Source extract start

PhD Thesis Final Defense to be held on July 26, 2017, at 10:00

The examination is open to anyone who wishes to attend.

Thesis Title: Modeling, Analysis and Diversification of Legal Information


Information society poses new threats to the legal informatics discipline, mainly due to the volume and complexity of legal data. In this context, legal information management and dissemination, legal complexity, techniques facilitating users in seeking legal information, and methods to encourage citizens’ participation in regulatory planning activities are challenging research issues to be addressed.
This doctoral thesis reports upon studies for a) legal sources management with semantic standards; b) modeling civil law as a complex network, c) application of diversification methods for legal information retrieval, and d) application of diversification methods for public consultation texts and social networks.
We present a novel methodology that acquires a semantic representation of legislation, from unstructured formats, by expressing legal documents structure in the form of a set of syntactic rules, i.e., a domain-specific language for legal documents. Since legal documents are usually disseminated in unstructured formats, it is advisable to transform them to another format, suitable for modelling legal sources, capturing the internal organization of the textual structure and the legal semantics, interlinking them based on discovered legal references and classifying them. The above has been integrated on legal document management platform aiming to improve access to legal sources by offering advanced modelling, managing and mining functions. The platform has been successfully deployed in a public sector operated production environment, providing citizens semantic access to Greek tax law.
We also propose a novel approach to model civil law collections as a complex network. We applied our approach on the European Union legislation corpus and identified otherwise, hidden organizing principles of the legislation corpus, interpreted the influence of the network structure to individual legal sources and quantified the relative importance of a legal source within the legislation corpus. Among others, legal sources have a strong tendency to connect with legal documents of the same type, forming clusters of the same sector. Communication between highly clustered areas of sparsely connected nodes is maintained by a few hubs, since the Legislation Network is also highly heterogeneous with respect to the number of edges incident on a node and in particular it is a small world power law network. The origin of this heterogeneity may be derived by the preferential attachment process, which amplifies the popularity of highly ranked sources. Further, we studied the temporal evolution of the legislation corpus and evaluated its tolerance to errors, by performing a resilience test. Our approach aims to improve the efficiency of the legal system and future research directions can be built on our findings.

Source extract end
Recorded data start

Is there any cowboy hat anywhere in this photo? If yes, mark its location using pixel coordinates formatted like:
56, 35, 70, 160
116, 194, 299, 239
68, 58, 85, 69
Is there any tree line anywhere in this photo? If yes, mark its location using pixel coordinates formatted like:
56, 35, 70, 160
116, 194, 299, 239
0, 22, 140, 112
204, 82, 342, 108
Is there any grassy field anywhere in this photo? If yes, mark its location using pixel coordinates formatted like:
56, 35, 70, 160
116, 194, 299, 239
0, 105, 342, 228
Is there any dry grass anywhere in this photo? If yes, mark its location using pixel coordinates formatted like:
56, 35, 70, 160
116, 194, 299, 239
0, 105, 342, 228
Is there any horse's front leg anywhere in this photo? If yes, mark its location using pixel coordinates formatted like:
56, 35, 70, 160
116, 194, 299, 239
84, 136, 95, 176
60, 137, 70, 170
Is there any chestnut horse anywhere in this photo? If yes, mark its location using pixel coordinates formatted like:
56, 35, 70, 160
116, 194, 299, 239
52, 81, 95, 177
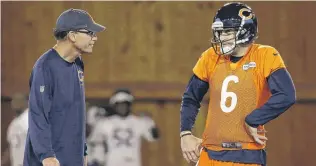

Recorded data end

Set problem 1 — Reproduce word for word the passage of the thesis defense announcement starting with "Information society poses" and going on through "to be addressed.".
Set problem 2 — Carry on the thesis defense announcement from the point where it stops.
The records have no role in the work that comes next.

Exercise output 1 —
Information society poses new threats to the legal informatics discipline, mainly due to the volume and complexity of legal data. In this context, legal information management and dissemination, legal complexity, techniques facilitating users in seeking legal information, and methods to encourage citizens’ participation in regulatory planning activities are challenging research issues to be addressed.

Exercise output 2 —
Additionally, we address diversification of results in legal search as a means of assisting user’s searching for useful information in a huge amount of legal data. For example, a lawyer preparing his/her arguments for a given case will find more informative and helpful a diverse result, i.e., a result containing several claims, varying in the type of court and other characteristics, than a set of homogeneous results that contain only relevant cases with similar features. We adopt several state of the art methods from the web search, network analysis and text summarization domains. We also look at the contribution of legal sources diversification criteria, which we also incorporate into the algorithms. We provide an exhaustive evaluation of the methods and criteria in a variety of settings, using real collections of legal documents, from different legal systems, that we objectively annotated with relevance judgments for this purpose, using widely accepted metrics, offering balance boundaries between reinforcing relevant documents or sampling the information space around the legal query
Also, taking into consideration citizen’s involvement in regulations through public consultation, as well as the widespread use of social networks, we address result diversification on user comments/microblog post. Towards this direction, we define comment and microblog posts-specific diversification criteria and apply them on heuristic diversification algorithms. We perform an experimental analysis showing that the diversity criteria we introduce result in distinctively diverse subsets of user’s posts.

PhD student: Koniaris Marios

Supervisor: Vassiliou Yiannis (Professor Emeritus)